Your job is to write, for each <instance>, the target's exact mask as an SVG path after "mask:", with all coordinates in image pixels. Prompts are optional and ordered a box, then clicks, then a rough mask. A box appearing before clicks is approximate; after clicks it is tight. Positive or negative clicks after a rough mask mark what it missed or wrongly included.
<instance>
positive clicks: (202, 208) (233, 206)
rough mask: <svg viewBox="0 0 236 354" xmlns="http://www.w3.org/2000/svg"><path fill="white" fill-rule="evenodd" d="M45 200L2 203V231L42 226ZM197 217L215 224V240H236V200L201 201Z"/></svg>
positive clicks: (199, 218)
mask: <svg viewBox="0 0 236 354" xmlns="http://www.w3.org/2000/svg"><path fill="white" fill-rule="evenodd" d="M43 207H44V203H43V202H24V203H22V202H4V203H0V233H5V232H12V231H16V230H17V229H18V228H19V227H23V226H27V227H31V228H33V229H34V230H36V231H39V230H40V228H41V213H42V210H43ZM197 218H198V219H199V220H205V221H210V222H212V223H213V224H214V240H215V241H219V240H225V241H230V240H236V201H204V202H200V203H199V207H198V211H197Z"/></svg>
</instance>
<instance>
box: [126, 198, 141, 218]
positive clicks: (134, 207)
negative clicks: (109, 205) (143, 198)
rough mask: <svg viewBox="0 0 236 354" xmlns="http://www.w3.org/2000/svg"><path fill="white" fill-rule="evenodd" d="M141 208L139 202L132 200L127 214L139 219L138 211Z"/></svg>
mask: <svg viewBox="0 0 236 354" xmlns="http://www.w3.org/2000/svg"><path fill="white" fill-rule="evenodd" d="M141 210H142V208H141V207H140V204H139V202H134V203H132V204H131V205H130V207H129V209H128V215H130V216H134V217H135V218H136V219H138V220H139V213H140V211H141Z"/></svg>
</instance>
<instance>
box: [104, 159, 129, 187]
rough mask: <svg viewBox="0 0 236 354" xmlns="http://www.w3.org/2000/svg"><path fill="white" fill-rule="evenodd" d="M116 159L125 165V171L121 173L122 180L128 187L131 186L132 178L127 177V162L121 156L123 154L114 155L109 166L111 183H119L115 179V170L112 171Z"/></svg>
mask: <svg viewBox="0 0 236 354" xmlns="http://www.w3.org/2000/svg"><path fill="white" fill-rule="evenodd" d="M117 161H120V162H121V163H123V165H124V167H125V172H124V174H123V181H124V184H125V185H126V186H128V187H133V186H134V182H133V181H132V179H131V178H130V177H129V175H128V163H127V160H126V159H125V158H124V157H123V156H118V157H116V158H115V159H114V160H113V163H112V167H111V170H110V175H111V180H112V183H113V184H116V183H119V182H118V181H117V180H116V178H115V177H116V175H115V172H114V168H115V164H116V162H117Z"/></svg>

Descrizione del problema:
Indica quante righe delle voci contengono la stringa "negative", distinguendo tra maiuscole e minuscole. Scrivi soltanto il numero.

Soluzione dell'esercizio:
2